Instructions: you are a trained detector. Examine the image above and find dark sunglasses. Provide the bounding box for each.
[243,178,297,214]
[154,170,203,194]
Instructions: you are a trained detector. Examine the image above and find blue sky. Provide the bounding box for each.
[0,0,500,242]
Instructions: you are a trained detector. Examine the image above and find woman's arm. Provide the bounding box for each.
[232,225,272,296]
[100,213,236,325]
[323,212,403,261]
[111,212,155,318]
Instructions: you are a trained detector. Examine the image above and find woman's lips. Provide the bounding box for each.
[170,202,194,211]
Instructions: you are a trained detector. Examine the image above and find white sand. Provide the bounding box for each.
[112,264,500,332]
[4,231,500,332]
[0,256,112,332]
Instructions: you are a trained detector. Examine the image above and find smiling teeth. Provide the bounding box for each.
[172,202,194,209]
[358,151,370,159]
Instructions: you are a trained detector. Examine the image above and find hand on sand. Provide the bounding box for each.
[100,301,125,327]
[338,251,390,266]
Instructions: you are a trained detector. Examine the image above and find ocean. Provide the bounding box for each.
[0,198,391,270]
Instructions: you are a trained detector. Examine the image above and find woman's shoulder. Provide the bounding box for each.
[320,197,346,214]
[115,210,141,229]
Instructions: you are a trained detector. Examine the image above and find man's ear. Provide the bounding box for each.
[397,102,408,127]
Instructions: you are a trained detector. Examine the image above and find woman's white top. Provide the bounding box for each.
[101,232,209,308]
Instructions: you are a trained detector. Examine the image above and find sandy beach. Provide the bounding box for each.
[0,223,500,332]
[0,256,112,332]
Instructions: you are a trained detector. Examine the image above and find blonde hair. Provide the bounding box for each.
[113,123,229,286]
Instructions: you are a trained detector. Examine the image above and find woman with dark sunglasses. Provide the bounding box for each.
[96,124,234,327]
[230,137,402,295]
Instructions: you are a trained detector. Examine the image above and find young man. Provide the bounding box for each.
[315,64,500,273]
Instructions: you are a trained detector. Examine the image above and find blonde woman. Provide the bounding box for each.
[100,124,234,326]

EXERCISE DIRECTIONS: Report every line of the items above that contains the word "white". Case counts.

SOLUTION BELOW:
Instructions: you are a trained detector. Examine the image above and find white sand. Provide the bounding box for each.
Instructions: you are a trained detector. Examine the image above and find woman's white top. Provide the bounding box for each.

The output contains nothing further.